---------- Data shown ----------

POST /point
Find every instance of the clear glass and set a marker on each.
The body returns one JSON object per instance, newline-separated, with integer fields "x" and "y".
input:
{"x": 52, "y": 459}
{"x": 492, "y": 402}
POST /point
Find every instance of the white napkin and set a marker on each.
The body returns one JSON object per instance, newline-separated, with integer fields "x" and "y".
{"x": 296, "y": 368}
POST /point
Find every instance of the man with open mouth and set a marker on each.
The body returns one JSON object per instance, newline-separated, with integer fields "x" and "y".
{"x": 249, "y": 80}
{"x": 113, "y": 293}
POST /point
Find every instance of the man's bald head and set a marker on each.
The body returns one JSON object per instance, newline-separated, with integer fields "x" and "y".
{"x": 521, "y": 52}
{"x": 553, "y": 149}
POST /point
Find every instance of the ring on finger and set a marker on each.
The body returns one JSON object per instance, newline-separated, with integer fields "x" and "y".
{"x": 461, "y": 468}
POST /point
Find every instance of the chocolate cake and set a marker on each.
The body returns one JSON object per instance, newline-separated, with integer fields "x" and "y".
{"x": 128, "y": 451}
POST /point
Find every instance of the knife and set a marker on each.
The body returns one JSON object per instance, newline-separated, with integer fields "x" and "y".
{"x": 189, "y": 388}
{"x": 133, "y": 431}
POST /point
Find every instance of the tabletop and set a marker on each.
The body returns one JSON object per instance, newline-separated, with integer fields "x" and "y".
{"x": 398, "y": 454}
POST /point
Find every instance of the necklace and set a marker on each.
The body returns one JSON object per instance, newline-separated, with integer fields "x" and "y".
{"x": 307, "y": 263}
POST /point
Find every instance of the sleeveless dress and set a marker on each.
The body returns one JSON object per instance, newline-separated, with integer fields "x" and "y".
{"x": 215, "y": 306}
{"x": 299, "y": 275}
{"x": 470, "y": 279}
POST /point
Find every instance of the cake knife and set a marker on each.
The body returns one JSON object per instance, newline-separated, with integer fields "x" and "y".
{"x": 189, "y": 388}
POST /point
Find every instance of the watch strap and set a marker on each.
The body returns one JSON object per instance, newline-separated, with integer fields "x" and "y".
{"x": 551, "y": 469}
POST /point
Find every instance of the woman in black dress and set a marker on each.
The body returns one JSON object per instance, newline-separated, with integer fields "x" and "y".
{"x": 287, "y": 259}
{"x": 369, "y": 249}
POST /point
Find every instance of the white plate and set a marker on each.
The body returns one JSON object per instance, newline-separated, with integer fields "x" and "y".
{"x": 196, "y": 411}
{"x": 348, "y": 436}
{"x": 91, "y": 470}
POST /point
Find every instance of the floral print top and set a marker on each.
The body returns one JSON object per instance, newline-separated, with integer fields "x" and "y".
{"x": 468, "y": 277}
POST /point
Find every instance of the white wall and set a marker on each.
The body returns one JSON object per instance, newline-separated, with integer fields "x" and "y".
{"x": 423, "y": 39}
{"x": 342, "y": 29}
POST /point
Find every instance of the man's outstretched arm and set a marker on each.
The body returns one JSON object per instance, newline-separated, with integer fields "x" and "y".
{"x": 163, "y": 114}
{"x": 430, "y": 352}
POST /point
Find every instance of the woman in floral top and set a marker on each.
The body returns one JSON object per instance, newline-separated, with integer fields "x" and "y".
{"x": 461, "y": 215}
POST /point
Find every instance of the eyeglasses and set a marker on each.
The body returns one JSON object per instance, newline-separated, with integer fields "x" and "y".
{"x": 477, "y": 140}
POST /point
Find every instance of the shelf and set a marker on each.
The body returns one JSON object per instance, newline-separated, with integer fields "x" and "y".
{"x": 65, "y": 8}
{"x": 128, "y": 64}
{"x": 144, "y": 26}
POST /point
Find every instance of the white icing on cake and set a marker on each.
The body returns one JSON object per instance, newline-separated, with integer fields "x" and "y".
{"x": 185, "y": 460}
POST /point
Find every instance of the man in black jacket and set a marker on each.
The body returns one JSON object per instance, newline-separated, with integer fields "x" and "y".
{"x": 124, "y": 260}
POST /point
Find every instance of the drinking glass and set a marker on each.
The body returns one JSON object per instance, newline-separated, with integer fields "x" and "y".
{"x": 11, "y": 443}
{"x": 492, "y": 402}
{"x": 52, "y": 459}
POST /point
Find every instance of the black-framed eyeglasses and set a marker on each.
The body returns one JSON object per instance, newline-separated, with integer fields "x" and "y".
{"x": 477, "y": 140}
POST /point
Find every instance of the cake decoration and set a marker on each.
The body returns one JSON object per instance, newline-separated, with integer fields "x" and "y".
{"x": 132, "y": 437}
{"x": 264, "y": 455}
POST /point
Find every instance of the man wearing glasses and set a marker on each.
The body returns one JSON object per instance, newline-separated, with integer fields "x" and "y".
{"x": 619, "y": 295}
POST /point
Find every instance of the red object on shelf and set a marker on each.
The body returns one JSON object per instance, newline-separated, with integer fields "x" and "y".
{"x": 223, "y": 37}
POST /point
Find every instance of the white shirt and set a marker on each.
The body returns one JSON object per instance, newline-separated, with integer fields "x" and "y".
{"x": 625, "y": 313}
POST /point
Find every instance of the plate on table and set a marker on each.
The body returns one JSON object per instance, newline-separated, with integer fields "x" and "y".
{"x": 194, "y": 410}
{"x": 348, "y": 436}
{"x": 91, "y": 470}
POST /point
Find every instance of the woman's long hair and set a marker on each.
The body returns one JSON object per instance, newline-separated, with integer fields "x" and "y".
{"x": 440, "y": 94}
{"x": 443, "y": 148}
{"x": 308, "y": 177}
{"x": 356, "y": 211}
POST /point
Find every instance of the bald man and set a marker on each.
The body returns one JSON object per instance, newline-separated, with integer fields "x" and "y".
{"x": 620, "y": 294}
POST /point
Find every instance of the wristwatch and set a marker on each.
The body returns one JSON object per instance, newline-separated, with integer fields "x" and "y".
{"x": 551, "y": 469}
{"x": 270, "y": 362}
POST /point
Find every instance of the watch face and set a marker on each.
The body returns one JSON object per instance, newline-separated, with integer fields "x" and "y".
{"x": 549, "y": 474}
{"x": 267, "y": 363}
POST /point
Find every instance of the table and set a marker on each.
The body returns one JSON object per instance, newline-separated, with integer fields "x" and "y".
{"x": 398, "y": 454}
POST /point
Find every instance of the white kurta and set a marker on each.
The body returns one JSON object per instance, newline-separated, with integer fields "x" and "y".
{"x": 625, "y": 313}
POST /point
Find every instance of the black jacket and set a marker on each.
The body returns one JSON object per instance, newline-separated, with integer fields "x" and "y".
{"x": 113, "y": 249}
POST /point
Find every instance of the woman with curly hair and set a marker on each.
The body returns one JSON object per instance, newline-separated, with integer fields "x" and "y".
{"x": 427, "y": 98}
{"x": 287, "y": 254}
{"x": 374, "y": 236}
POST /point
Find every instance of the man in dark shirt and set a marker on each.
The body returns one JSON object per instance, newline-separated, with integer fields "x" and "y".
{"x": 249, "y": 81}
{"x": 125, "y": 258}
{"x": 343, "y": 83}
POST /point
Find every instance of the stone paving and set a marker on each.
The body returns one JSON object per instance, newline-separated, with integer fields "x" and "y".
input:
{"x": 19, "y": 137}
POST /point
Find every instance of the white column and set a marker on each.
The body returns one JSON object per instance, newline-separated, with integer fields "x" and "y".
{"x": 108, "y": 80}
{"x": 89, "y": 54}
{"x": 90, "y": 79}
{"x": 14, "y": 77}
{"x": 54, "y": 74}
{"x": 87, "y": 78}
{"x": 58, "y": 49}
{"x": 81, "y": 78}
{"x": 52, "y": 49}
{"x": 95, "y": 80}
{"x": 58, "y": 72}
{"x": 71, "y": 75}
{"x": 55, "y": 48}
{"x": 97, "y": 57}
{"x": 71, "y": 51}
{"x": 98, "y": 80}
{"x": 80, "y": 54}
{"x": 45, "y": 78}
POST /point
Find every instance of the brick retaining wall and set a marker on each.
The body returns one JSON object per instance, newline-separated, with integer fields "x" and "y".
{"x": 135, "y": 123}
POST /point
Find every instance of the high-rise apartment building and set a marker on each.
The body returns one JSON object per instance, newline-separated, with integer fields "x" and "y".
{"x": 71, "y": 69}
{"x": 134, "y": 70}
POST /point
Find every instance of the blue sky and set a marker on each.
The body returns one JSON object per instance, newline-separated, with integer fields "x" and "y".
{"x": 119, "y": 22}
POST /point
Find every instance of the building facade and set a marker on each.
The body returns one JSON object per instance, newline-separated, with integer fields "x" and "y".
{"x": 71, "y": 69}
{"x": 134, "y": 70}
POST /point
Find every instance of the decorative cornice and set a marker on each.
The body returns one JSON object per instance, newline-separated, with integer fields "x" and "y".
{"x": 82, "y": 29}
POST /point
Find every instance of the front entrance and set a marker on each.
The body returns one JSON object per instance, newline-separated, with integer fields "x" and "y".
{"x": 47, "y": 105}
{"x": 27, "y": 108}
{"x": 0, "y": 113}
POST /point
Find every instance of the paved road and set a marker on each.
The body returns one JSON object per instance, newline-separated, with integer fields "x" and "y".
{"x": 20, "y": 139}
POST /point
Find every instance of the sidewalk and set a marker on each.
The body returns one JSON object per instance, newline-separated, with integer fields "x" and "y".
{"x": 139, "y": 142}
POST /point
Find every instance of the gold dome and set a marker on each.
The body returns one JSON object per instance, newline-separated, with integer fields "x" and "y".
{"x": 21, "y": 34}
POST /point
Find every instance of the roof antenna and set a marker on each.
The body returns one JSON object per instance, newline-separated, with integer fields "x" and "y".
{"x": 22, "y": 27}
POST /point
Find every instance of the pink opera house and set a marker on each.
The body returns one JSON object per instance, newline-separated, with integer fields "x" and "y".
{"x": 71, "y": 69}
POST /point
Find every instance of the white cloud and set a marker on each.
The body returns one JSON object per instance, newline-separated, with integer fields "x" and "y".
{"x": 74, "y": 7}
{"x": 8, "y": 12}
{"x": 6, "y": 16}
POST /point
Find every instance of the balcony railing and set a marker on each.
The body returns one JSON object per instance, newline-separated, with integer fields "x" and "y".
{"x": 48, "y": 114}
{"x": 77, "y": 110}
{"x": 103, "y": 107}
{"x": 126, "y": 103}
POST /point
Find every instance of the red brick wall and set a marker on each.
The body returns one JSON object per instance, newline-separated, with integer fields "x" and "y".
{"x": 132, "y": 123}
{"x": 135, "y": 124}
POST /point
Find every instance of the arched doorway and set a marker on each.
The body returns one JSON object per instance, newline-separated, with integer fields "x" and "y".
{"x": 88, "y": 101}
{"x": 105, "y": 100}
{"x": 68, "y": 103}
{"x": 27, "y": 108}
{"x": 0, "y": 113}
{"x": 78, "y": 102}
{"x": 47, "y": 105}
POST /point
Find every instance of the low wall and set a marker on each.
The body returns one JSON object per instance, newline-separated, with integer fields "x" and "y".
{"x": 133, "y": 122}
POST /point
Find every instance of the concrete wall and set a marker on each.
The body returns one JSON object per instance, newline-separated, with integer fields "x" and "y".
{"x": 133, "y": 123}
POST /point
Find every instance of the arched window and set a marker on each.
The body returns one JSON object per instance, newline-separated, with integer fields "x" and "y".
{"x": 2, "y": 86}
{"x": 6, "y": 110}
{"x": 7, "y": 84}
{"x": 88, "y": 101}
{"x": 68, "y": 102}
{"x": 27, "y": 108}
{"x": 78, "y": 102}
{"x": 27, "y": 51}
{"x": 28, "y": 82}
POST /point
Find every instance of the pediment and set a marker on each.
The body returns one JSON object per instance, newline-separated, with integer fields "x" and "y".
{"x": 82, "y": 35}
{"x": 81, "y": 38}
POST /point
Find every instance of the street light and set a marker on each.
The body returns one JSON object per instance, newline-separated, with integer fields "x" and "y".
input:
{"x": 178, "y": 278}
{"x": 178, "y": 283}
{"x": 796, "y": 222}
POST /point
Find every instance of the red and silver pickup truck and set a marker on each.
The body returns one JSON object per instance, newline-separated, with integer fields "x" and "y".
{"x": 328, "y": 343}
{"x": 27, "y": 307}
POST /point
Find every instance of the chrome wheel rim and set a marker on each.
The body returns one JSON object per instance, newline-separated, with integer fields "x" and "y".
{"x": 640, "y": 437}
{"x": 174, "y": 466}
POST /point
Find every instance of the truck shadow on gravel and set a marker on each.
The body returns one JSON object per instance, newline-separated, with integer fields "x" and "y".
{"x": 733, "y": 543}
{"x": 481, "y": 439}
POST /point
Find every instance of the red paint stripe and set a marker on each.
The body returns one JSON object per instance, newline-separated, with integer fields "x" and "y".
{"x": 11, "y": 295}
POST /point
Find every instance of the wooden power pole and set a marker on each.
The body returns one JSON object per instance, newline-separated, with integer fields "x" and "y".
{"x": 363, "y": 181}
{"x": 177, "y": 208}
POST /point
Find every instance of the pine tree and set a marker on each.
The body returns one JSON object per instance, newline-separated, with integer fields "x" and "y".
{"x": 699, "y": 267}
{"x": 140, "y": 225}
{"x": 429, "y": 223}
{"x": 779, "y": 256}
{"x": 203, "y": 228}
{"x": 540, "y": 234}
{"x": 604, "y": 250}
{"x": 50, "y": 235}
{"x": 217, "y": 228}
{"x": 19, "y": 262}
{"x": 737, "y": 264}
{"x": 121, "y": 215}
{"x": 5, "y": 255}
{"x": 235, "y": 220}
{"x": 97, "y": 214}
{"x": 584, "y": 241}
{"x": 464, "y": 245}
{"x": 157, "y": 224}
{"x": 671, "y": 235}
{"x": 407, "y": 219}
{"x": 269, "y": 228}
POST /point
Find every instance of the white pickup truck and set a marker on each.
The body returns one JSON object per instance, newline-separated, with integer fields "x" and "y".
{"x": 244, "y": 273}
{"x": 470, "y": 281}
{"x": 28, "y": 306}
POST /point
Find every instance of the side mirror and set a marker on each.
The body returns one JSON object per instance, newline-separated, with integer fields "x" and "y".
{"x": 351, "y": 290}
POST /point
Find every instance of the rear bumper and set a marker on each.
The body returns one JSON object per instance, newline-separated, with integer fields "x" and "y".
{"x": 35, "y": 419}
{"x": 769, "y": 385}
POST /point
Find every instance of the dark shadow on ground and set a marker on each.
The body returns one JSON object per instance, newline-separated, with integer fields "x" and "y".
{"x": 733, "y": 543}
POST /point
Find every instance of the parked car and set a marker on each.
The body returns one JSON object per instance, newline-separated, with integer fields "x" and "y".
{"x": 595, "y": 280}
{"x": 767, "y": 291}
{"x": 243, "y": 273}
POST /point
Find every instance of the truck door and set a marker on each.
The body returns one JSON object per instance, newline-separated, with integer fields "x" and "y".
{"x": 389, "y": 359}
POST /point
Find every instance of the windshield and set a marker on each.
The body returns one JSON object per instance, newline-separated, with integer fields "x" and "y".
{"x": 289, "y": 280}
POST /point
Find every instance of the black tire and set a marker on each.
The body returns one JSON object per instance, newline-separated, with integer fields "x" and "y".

----------

▶ [What is needed]:
Show every line of the items above that contains the string "building". Case counts.

▶ [Problem solution]:
Find every instance of the high-rise apartment building and set a marker on each.
Find every instance of the building facade and set a marker on each.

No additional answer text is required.